WORKING DATA:
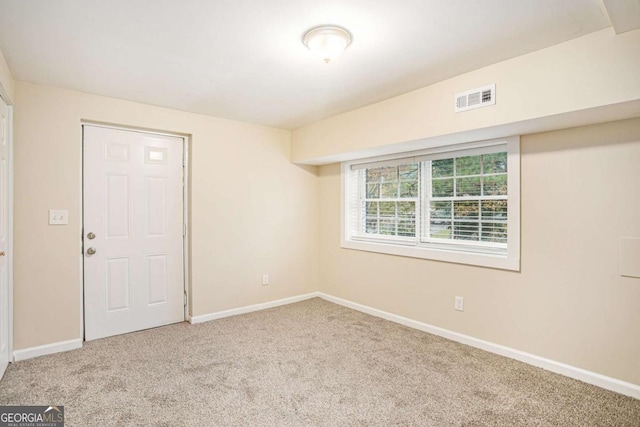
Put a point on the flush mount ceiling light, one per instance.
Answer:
(327, 41)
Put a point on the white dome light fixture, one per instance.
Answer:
(327, 41)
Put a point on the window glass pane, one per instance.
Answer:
(406, 209)
(409, 172)
(466, 230)
(494, 162)
(373, 191)
(494, 232)
(390, 190)
(389, 174)
(469, 165)
(466, 210)
(372, 209)
(388, 226)
(371, 225)
(409, 189)
(440, 229)
(468, 186)
(442, 168)
(440, 210)
(442, 187)
(373, 175)
(495, 185)
(406, 228)
(494, 209)
(388, 209)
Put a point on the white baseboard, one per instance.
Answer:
(250, 308)
(589, 377)
(42, 350)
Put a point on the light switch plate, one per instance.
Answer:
(630, 257)
(58, 217)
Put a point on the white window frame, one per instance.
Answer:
(463, 253)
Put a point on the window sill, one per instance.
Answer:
(458, 257)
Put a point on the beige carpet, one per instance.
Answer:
(312, 363)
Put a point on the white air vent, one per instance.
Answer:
(476, 98)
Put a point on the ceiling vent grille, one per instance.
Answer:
(476, 98)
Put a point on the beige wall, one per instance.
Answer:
(6, 81)
(579, 195)
(595, 78)
(251, 209)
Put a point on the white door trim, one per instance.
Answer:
(186, 143)
(9, 251)
(10, 235)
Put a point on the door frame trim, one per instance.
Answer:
(9, 251)
(186, 189)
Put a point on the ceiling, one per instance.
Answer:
(244, 59)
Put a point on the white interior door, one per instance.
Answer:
(133, 231)
(4, 236)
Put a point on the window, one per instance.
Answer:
(457, 203)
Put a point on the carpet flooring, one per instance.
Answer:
(312, 363)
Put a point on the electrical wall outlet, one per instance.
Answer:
(459, 304)
(58, 217)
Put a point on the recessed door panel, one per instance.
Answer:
(157, 279)
(117, 206)
(156, 192)
(117, 284)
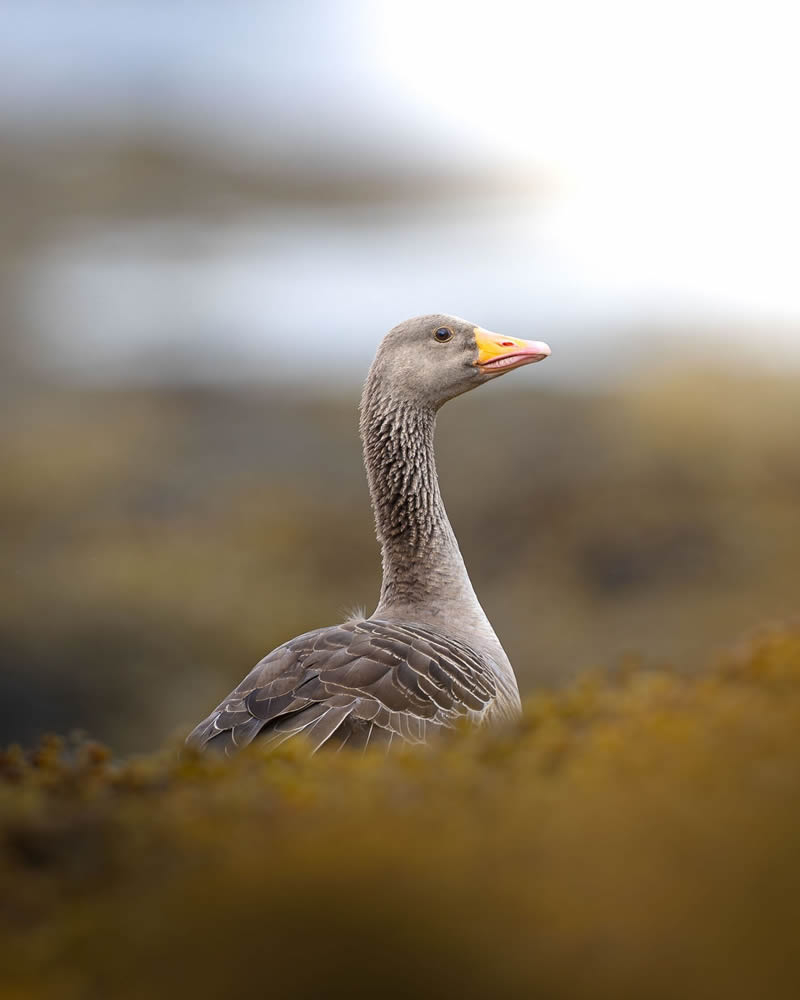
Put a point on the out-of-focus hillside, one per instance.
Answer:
(156, 544)
(635, 838)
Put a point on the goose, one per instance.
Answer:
(428, 655)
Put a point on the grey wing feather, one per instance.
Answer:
(358, 684)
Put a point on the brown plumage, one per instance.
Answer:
(428, 656)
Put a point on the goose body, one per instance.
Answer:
(428, 655)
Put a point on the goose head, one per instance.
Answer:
(431, 359)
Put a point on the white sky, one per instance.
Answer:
(666, 135)
(672, 129)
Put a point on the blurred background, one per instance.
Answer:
(212, 212)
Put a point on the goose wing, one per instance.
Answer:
(353, 684)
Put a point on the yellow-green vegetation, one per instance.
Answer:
(156, 544)
(634, 836)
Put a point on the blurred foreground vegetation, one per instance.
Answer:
(156, 544)
(634, 837)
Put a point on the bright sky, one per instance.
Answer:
(672, 129)
(665, 134)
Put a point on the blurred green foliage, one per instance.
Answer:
(630, 837)
(156, 544)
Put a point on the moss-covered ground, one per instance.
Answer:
(636, 835)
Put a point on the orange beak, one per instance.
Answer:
(501, 354)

BRIEF: Print the preceding material over again exactly. Please leave the pictures out.

TASK SOLUTION:
Put a point on the flush mount ceiling light, one per instance.
Answer:
(327, 41)
Put a point on the white dome light fixture, one per instance.
Answer:
(327, 41)
Put a point on the window glass pane, one per instance.
Answer:
(406, 209)
(409, 172)
(466, 230)
(494, 162)
(373, 191)
(494, 232)
(390, 190)
(389, 174)
(469, 165)
(466, 210)
(372, 209)
(388, 226)
(371, 225)
(409, 189)
(440, 229)
(468, 186)
(442, 168)
(440, 210)
(442, 187)
(373, 175)
(495, 185)
(406, 228)
(494, 209)
(388, 209)
Put a point on the white baseboard, one per instance.
Answer:
(250, 308)
(589, 377)
(42, 350)
Put a point on the light switch plate, one per instance.
Answer:
(630, 257)
(58, 217)
Put a point on the white window frame, one per instance.
Answer:
(463, 253)
Put a point on the window sill, one per instance.
Answer:
(458, 257)
Put a point on the beige carpet, one per instance.
Answer:
(312, 363)
Put a point on the white air vent, one per instance.
Answer:
(476, 98)
Put a point on the ceiling vent grille, one per instance.
Answer:
(476, 98)
Put a point on the beige wall, one per instance.
Answer:
(6, 81)
(579, 195)
(595, 78)
(251, 209)
Put a point on the white door trim, one per instance.
Answer:
(186, 143)
(9, 251)
(10, 235)
Put a point on the door frame trim, one per instance.
Answer:
(9, 251)
(186, 189)
Put a point on the ceiling, one per instance.
Answer:
(244, 59)
Put a point on the white interior door, one per instance.
Answer:
(133, 231)
(4, 236)
Put a point on the window, one per instance.
Answer:
(457, 203)
Put a point on the carpet flooring, one per instance.
Answer:
(312, 363)
Put a point on the electrical wall outlet, one per instance.
Answer:
(459, 304)
(58, 217)
Put a point on the recessed door panel, one per instance.
Answer:
(157, 279)
(117, 206)
(156, 192)
(117, 284)
Put a point on the out-of-focus hillside, one per instance.
Answer:
(156, 544)
(635, 838)
Put a point on the goose, one per instance.
Answer:
(428, 655)
Put a point on the grey wing feather, one per instance.
Answer:
(358, 684)
Put a point on the brown plumage, one per instance.
Answer:
(428, 656)
Put a point on the goose body, one per instance.
Answer:
(428, 655)
Put a point on the goose head, one per instance.
Answer:
(431, 359)
Put a point on the white sky, one per instance.
Answer:
(666, 135)
(672, 129)
Put a point on the blurred background, one per instance.
Answer:
(212, 212)
Put a point on the goose wing, one per instance.
Answer:
(353, 684)
Put a point on the yellow-green vegetation, one per instance.
Answer:
(156, 544)
(634, 836)
Put a point on the blurred foreground vegetation, one per instance.
Answer:
(156, 544)
(634, 837)
Put a point on the bright sky, one per instance.
Answer:
(672, 129)
(665, 134)
Put a point on the blurred green foliage, one per instance.
Answer:
(630, 837)
(156, 544)
Put a point on the moss-covered ground, one per instance.
Answer:
(636, 835)
Put a point on the orange beak, one per instance.
Answer:
(501, 354)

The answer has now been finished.